**Problem details**
Please print the material below line for line, with no change to any character.

[Contour labeling items]
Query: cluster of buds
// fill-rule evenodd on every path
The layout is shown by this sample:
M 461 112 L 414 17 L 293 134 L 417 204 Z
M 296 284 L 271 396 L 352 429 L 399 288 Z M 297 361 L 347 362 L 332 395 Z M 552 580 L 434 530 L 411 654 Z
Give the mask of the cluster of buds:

**Solution**
Query: cluster of buds
// fill-rule evenodd on every path
The layout is shown by this sample:
M 461 112 L 414 17 L 293 134 L 417 204 Z
M 296 284 L 271 396 L 352 429 L 399 288 Z M 297 361 L 347 362 L 332 395 Z M 552 580 L 434 530 L 411 654 Z
Give the mask of the cluster of buds:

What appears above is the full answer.